Stated exercise: Turn everything from the line containing "Point out every instance of the blue" down to the last of the items into a numbered list, omitting blank lines.
-- -- --
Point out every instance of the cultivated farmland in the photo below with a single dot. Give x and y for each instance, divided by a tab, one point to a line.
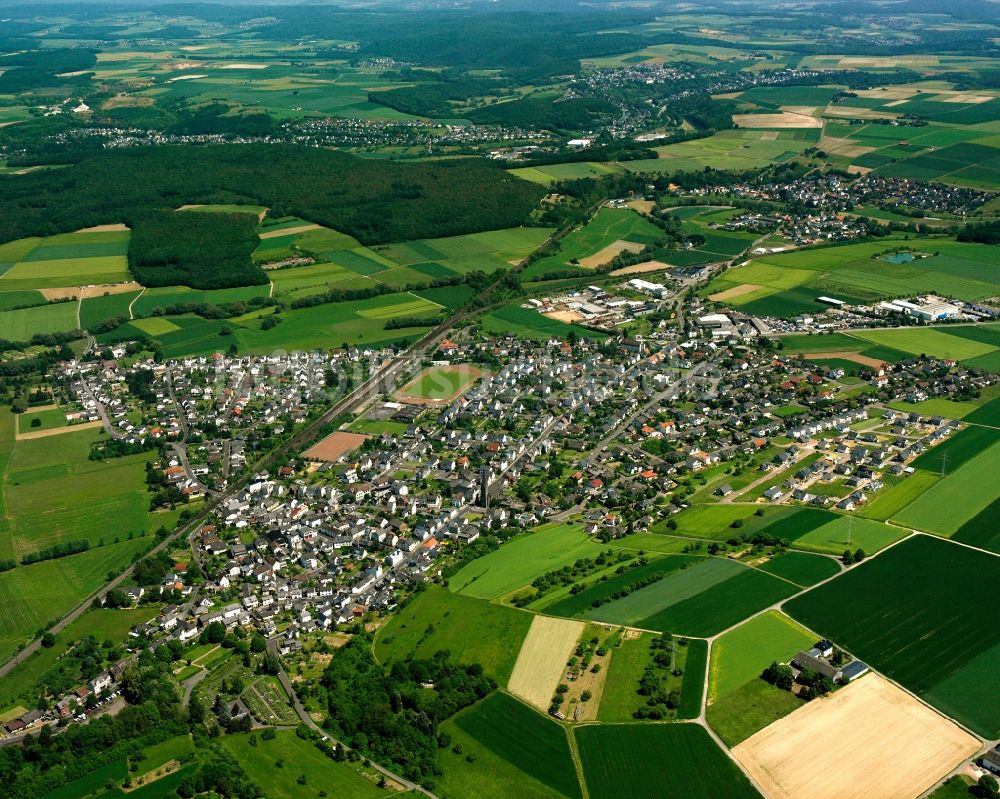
473	631
542	659
956	499
907	612
868	739
743	653
636	761
528	744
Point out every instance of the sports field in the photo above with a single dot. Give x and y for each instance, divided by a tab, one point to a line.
527	751
517	562
335	446
541	662
916	613
638	761
440	384
472	630
743	653
954	500
867	739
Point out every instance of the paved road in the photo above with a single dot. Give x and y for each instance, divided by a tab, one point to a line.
382	380
272	647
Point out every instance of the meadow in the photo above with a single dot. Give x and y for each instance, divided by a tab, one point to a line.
35	596
789	283
801	568
620	697
473	630
597	241
21	684
957	449
513	320
302	758
599	589
907	612
981	530
697	598
519	561
529	744
635	761
835	536
749	709
53	493
956	499
743	653
68	259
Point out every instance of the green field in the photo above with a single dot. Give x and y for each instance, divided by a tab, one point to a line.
524	747
909	613
801	568
608	226
69	259
749	709
518	562
791	282
982	529
957	449
896	496
951	502
342	780
513	320
21	683
621	698
440	382
743	653
715	521
35	596
53	492
637	761
94	310
49	419
582	602
701	600
473	630
866	534
54	317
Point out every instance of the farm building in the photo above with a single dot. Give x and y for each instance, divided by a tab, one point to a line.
811	660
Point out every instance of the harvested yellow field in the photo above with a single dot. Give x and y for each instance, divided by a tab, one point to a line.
868	739
542	659
735	291
639	269
786	119
611	251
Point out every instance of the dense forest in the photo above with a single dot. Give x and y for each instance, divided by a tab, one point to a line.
374	201
393	716
201	250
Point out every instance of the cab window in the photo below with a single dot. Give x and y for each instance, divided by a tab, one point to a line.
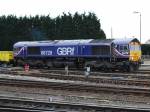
124	48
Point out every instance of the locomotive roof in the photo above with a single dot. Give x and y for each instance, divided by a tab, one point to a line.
125	40
65	42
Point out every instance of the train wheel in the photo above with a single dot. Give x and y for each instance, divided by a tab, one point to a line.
131	68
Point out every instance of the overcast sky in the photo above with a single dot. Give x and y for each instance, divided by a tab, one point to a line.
113	14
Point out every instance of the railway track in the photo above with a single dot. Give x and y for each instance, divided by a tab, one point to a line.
74	85
24	105
102	78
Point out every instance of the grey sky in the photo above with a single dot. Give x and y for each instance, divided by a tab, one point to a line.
115	14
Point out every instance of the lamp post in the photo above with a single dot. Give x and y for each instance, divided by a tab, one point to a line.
136	12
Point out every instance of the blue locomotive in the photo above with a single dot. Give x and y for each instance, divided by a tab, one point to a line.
123	54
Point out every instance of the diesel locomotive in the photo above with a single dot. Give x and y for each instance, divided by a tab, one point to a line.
120	54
-- -- --
Result:
1. Point out every instance of the blue locomotive in the photo above with a single dot. Give x and y for each instance, divided by a tab, one point to a line.
2. 123	54
3. Point out every instance of the diesel locomotive in the photo above with a single dot. Give x and y for each instance, divided by a tab, one point to a line.
4. 120	54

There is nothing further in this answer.